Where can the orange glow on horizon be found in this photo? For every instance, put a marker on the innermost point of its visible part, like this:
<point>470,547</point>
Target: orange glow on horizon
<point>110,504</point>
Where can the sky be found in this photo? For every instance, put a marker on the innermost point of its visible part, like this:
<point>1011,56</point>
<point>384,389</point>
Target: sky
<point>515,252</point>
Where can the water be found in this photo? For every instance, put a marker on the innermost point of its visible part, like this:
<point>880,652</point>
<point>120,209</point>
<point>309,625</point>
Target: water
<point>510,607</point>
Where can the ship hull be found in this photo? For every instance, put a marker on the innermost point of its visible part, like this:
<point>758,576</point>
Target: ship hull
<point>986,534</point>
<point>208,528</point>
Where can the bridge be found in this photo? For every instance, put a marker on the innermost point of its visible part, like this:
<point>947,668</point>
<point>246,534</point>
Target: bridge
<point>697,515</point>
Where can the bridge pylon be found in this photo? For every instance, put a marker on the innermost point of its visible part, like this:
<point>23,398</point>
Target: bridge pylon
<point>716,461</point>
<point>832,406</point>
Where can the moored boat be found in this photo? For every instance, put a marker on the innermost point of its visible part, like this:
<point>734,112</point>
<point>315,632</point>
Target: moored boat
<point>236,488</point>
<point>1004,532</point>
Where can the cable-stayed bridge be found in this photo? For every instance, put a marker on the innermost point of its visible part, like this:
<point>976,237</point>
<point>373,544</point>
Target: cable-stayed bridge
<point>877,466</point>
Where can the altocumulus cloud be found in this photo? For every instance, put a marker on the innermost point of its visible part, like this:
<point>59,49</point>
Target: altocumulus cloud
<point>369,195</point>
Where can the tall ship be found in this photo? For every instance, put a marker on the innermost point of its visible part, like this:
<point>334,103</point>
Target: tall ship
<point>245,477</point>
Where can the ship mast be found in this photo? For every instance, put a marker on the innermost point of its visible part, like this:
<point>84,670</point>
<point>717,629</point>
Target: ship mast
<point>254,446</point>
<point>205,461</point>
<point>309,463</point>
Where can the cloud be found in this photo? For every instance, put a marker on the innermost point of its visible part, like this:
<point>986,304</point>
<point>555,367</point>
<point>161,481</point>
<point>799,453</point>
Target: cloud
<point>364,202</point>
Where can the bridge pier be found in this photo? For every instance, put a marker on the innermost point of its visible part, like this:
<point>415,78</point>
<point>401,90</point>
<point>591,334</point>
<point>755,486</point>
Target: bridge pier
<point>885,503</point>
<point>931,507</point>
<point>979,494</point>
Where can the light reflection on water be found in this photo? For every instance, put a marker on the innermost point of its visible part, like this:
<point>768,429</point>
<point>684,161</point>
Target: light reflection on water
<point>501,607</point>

Short task: Rewrite all of the data above, changing every "innermost point" to "most central point" and leaving everything else as it is.

Complete answer:
Where can the orange glow on horizon be found in this photo? For every instance, put a marker on the most central point of its visible part, like this:
<point>470,547</point>
Target: orange glow on horizon
<point>110,504</point>
Where can the sky be found in this photo? For every instance, put a marker on the most central point of its visible part, like this:
<point>1011,56</point>
<point>384,389</point>
Target: sky
<point>515,252</point>
Where can the water be found in this photo? For every instance, put a marker on the most central point of its visible part, like this:
<point>880,652</point>
<point>120,209</point>
<point>309,625</point>
Target: water
<point>510,607</point>
Where can the ship hull be found in this photo? For every instance, put a marker on the most central point of its visible part, like this:
<point>758,576</point>
Target: ship hull
<point>986,534</point>
<point>208,528</point>
Where can the bridge be found in this photo? For every instance, put a marker on the most central point of its visible part, like this:
<point>947,668</point>
<point>246,534</point>
Target: bridge
<point>697,515</point>
Where can the bridge pylon be found in this photo? For every instance, put a marker on the most central point of its visible part, like this:
<point>23,398</point>
Target: bridge pylon
<point>716,461</point>
<point>832,406</point>
Where can the moored boat be found in this photo? For every instance, put a marker on the most central point of its visible part, like this:
<point>734,112</point>
<point>315,632</point>
Target: moored boat
<point>236,488</point>
<point>1004,532</point>
Where can the cable-stayed bridge be found in this photo? For every instance, put a marker on the most central point of its visible part, like this:
<point>976,237</point>
<point>373,544</point>
Target: cable-stayed bridge
<point>877,466</point>
Where can the altocumulus cloud be found in this photo? For every instance, put a marker on the most central point of its visible part, like this:
<point>59,49</point>
Target: altocumulus cloud
<point>369,195</point>
Where can the tall ship be found in this photo? For every instance, put a marker on the most central point of its visible part, like this:
<point>334,103</point>
Target: tall ship
<point>245,477</point>
Where can the ship mast be found in this photo? For every instance, put a marker on the most central point of its visible part, like this:
<point>84,670</point>
<point>717,629</point>
Target: ship mast
<point>254,446</point>
<point>205,461</point>
<point>309,463</point>
Where can the cloud be found in this photo? For every instance, put a marker on the most central point of its visible part, like this:
<point>986,304</point>
<point>555,367</point>
<point>161,481</point>
<point>799,453</point>
Target: cloud
<point>364,202</point>
Where can the bridge pier be found in this photo? For every instance, put a marker on the most central point of its visible part, like this:
<point>415,78</point>
<point>401,90</point>
<point>591,334</point>
<point>755,486</point>
Target: bridge pier
<point>885,503</point>
<point>931,507</point>
<point>979,494</point>
Where can the light reflection on water be found in this photo? For every instance, put a marker on the most central point of its visible part, like this:
<point>768,429</point>
<point>684,161</point>
Target: light reflection on water
<point>501,607</point>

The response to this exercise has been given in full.